== EXCERPT TO READ ==
Re: Great SWT Program
- From: twerpinator@xxxxxxxxx
- Date: Wed, 21 Nov 2007 12:05:13 -0800 (PST)
On Nov 19, 5:53 am, b...@xxxxxxxxxxx (Bent C Dalager) wrote:
You misunderstand me -- deliberately again, I expect.
When I start up screen, it automatically launches five applications in
different screen windows.
That is odd behavior for this software to have. At least from a
standpoint of user satisfaction. It would make marketing sense, except
that there's a worldwide market for maybe ten copies of this software.
Consider web browsers. Ordinarily people will go to different sites or
do different things each time they run one, so the most logical
starting point is either a blank page or a search engine, particularly
Google. Yet they tend to come out-of-the-box configured to go
someplace else, such as MSN or such, generally a site affiliated with
the browser's maker. But I don't see such behavior benefiting screen's
developers somehow, so having it go to five pre-programmed places
seems senseless. And from a user standpoint, it should just start up a
single internal terminal with a command prompt and wait for the user
to decide what else it is to do. In fact I'm fairly sure this is
exactly the behavior I observed with an older version of it some time
in the past, so opening five terminals automatically and launching
specific processes that aren't the system command interpreter in each
of them must be something relatively recent.
The even stranger thing is that this being unix-type software it
should be more configurable. I can configure Firefox for any desired
start page or to start up with particular sites in tabs, though there
isn't much point, since a single blank tab will do, pending my
choosing a bookmark or using the google box in the upper right corner
to launch a search. Likewise it should be possible for you to
reconfigure screen to start up with only a single session open on a
command prompt in your home directory, a central point that's
reasonably convenient no matter what you plan to do today. Yet you
haven't done this, so unless you always do the exact same thing all of
the time, this would seem to indicate that it's stuck behaving the way
you describe.
Then again, perhaps you do always do the exact same thing, although
then all you would seem to need is one terminal that pops up running
trn (or whatever it is you use to assault cljp with off-topic
posts). :P
"screen vi blah.txt" will launch "vi blah.txt" in a new window.
Eh? Nesting screen instances? That sounds like an even bigger pain,
even assuming it's fully reentrant. Won't the outer one eat the same
keys that you'd need the inner one to see to operate the inner one?
(I'm overlooking your rather questionable use of the phrase "new
window" to describe a primitive ancestral process that resembles
opening a new window in much the way that a fish resembles a human
being. Unfortunately we appear to lack a generic term analogous to
"vertebrate" for describing all mechanisms, both crude and refined,
for adding a multitasking session of some sort.)
And you reckon you have found a graphical windowing system that does
/not/ have bugs?
I didn't say that. But none since the Windows 3.1 days where the
windowing system is prone to hangs. WinXP may occasionally bluescreen,
but that's associated with the same sorts of circumstances that would
cause what you call a kernel panic over in unixland, generally
hardware/driver problems. This is a possibility in any OS. The window
system proper does not have such behavior. Windows 3.1's did, mind
you; it could wedge solid under some circumstances. Thankfully it is
no longer in widespread use. I wonder if the analogous bugs in screen
have been fixed yet.

== EXERCISE INSTRUCTIONS ==
In the post about the screen program, which version of Windows does the writer say had a windowing system prone to hangs?

Rows from a dataset
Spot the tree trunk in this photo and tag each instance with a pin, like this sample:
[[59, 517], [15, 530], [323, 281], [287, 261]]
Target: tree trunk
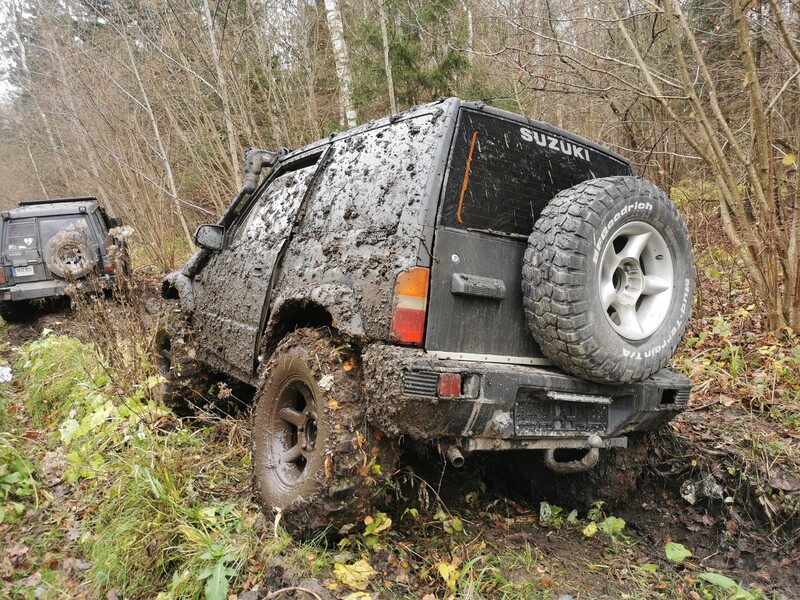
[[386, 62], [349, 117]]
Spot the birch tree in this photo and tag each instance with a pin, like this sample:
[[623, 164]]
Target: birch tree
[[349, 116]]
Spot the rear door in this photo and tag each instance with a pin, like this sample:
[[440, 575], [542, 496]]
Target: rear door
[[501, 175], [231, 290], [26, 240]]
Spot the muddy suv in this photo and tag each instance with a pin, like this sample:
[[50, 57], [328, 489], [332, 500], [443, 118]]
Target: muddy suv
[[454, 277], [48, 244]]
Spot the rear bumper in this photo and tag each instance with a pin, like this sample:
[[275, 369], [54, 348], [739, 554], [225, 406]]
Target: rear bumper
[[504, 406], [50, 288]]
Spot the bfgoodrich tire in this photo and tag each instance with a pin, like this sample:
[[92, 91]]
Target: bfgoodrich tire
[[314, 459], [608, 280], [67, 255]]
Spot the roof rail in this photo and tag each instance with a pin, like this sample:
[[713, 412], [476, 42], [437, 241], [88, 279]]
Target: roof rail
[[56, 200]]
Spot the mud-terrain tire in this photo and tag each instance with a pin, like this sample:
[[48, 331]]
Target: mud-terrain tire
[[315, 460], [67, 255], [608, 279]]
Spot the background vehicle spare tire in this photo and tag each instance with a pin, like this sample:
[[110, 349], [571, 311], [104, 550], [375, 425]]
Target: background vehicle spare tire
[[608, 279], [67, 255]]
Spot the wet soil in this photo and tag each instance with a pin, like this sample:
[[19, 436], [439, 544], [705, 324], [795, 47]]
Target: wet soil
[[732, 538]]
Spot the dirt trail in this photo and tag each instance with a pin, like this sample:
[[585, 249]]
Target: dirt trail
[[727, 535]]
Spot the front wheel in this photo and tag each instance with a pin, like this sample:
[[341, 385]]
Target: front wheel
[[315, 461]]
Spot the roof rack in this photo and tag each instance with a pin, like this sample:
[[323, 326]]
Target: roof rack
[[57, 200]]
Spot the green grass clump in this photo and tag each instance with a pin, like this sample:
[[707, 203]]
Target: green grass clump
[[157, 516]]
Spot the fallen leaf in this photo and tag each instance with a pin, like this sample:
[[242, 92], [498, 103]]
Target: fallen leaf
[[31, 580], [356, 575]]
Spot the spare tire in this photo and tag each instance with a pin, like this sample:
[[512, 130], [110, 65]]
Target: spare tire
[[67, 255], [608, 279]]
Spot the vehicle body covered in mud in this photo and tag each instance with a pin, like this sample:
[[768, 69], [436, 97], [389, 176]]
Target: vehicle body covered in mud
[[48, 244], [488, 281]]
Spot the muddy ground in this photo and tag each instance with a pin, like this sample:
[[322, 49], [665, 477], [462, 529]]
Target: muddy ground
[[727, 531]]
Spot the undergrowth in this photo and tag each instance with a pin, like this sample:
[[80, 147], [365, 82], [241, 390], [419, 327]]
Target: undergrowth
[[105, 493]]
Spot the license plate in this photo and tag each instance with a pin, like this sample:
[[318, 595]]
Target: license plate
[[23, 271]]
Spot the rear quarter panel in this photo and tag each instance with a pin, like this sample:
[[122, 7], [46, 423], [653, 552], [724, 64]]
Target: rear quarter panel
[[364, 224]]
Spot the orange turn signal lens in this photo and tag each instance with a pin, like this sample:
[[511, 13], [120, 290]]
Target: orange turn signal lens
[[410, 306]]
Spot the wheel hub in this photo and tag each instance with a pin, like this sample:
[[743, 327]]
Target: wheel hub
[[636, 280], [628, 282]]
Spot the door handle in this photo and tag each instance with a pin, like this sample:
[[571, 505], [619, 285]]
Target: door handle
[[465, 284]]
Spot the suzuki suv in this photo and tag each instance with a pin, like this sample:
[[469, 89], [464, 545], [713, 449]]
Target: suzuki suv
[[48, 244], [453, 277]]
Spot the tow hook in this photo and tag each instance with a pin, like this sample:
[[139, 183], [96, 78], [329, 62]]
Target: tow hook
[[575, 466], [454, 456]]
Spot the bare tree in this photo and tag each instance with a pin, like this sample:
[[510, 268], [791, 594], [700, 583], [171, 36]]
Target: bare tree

== FULL SOLUTION ==
Windows 3.1